— START Available data —
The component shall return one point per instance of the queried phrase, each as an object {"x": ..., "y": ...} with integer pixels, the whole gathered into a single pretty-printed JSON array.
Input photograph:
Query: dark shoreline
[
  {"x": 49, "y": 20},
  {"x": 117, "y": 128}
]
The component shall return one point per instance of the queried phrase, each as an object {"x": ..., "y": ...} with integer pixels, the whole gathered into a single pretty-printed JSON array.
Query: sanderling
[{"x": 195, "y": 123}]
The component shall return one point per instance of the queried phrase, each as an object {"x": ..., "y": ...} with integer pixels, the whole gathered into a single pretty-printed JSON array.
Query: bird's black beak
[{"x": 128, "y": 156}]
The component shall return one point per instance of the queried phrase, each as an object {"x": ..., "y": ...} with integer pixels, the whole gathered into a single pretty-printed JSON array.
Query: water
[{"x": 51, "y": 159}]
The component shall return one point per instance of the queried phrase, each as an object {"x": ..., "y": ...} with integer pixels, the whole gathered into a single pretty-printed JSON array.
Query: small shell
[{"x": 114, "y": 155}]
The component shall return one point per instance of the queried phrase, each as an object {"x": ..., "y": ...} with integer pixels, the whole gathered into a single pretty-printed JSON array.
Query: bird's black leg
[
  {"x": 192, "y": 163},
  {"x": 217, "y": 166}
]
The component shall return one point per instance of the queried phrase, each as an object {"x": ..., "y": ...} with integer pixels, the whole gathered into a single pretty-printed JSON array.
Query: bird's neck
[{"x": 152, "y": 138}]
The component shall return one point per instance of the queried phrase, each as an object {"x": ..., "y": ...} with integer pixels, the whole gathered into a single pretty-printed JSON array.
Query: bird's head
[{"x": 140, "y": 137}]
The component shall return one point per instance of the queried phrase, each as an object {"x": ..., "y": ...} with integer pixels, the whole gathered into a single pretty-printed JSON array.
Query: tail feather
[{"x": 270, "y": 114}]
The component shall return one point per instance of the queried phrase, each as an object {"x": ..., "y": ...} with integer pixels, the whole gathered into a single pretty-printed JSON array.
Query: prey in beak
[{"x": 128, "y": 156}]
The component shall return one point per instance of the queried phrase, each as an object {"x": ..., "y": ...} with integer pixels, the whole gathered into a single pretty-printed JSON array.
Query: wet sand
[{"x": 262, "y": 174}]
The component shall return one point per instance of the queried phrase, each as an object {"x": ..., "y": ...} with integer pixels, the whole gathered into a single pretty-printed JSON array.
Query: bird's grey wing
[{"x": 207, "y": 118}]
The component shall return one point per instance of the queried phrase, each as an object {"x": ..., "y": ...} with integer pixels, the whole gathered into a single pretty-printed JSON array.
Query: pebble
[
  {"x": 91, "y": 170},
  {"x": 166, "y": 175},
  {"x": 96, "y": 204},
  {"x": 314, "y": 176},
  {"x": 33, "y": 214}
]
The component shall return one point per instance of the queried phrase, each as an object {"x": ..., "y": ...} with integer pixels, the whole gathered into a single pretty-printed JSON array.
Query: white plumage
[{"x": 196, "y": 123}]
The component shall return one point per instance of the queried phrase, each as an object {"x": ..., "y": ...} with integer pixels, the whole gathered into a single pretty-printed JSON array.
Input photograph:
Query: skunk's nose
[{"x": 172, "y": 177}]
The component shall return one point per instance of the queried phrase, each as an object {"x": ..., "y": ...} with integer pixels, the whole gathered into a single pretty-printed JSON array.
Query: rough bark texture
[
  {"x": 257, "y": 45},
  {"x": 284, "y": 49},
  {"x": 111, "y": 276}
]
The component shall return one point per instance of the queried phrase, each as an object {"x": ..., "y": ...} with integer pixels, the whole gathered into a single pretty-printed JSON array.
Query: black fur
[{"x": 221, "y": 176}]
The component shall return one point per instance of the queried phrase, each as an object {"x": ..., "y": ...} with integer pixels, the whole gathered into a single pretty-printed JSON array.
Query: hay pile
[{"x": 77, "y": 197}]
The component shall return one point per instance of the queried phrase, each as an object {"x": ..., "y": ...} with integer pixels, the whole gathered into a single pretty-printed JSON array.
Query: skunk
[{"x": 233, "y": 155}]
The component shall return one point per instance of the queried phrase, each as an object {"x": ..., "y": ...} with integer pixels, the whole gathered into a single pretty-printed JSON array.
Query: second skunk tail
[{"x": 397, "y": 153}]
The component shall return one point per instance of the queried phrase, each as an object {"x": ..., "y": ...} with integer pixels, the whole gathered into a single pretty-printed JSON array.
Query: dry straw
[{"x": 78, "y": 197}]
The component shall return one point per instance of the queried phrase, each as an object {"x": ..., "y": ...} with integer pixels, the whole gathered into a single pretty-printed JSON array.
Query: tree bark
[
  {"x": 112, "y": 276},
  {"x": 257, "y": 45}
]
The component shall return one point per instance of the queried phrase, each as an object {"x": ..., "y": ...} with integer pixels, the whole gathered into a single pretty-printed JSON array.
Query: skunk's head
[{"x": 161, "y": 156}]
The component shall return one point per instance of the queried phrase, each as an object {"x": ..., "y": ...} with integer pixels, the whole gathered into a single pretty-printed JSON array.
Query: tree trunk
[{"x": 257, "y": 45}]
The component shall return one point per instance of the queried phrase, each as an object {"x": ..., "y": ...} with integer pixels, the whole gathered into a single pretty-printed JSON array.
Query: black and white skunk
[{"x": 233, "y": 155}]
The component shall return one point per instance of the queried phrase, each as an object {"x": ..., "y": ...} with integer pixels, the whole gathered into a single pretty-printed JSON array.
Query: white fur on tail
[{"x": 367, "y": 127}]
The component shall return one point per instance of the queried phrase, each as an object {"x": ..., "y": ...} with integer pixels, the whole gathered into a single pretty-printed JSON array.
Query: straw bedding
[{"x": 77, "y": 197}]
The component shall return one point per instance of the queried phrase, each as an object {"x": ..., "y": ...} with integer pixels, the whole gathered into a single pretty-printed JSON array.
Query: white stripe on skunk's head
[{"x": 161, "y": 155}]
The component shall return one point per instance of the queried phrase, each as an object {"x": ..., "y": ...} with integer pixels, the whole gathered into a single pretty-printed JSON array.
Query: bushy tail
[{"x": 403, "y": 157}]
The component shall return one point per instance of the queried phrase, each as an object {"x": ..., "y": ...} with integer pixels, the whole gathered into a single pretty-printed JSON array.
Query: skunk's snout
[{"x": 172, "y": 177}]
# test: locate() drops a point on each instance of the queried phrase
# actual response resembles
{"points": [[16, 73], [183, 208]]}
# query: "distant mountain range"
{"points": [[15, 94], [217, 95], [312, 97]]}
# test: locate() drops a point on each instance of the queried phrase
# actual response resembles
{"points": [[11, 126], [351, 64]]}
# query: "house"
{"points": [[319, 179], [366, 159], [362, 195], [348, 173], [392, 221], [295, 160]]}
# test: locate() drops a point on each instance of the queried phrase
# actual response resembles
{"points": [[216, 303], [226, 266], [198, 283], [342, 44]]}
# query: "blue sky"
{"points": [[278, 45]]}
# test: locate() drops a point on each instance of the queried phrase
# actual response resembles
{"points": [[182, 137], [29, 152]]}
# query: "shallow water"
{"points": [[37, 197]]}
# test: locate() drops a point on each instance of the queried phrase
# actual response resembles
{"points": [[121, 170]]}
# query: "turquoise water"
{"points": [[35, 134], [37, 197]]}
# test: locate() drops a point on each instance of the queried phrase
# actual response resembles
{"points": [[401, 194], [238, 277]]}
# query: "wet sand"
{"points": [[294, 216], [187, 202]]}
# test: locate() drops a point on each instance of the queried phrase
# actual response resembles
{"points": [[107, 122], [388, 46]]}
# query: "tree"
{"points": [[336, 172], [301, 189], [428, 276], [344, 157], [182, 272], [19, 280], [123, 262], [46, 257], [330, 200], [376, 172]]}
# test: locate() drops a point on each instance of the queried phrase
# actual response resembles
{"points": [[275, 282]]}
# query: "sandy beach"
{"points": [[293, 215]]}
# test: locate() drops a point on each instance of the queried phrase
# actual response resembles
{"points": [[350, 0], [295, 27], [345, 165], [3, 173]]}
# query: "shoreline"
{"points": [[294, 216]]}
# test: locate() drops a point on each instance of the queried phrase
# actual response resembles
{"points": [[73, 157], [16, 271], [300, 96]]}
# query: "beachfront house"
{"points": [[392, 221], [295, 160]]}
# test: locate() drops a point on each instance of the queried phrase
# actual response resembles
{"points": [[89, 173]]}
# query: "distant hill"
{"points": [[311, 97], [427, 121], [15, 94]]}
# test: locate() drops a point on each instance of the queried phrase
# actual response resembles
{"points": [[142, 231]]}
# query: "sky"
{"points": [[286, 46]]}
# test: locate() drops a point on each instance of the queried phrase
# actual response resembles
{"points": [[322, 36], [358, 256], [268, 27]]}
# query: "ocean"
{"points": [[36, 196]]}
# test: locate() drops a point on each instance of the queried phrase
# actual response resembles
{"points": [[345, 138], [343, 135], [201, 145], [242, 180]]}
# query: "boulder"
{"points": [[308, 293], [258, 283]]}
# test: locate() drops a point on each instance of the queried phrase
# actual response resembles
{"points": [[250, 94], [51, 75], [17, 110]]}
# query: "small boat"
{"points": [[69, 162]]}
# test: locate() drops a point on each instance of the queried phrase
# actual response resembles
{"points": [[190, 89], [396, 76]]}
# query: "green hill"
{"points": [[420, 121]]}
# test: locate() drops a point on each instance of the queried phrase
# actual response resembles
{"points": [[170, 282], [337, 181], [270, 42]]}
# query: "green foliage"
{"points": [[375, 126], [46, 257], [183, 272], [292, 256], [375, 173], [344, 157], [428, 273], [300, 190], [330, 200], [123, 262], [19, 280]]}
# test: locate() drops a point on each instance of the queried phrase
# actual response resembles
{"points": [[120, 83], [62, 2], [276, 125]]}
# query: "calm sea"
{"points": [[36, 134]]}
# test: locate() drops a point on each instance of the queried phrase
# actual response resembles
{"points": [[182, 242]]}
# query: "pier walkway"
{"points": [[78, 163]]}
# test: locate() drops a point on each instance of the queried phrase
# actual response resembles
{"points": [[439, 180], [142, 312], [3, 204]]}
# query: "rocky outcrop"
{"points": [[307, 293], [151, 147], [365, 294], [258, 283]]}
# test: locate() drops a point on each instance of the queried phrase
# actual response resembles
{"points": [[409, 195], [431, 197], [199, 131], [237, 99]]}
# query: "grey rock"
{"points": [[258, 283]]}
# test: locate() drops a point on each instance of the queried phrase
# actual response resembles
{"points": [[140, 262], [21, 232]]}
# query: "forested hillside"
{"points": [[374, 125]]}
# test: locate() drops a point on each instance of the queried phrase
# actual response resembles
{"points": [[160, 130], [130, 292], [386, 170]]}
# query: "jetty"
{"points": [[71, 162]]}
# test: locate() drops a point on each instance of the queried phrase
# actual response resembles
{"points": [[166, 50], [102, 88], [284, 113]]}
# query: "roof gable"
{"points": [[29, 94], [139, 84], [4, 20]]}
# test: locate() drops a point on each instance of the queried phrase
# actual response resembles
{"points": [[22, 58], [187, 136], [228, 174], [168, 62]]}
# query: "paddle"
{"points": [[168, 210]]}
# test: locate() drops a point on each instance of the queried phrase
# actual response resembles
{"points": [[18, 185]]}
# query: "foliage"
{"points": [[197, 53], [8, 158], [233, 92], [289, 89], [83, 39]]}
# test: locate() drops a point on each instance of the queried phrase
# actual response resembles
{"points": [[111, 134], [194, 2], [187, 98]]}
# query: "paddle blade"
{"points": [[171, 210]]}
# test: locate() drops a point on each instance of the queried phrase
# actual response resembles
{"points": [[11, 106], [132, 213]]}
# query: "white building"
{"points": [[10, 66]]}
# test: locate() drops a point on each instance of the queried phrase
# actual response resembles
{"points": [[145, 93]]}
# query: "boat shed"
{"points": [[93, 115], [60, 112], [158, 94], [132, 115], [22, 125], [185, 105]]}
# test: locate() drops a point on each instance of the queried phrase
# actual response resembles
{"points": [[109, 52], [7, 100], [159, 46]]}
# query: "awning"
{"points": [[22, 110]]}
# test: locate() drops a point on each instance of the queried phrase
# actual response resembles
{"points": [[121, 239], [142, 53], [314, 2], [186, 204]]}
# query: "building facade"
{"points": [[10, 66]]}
— END Available data —
- **What is asked**
Report every line of the records above that contains the string "tree", copying each such line in full.

- **Task response**
Query: tree bark
Query: tree trunk
# query: "tree"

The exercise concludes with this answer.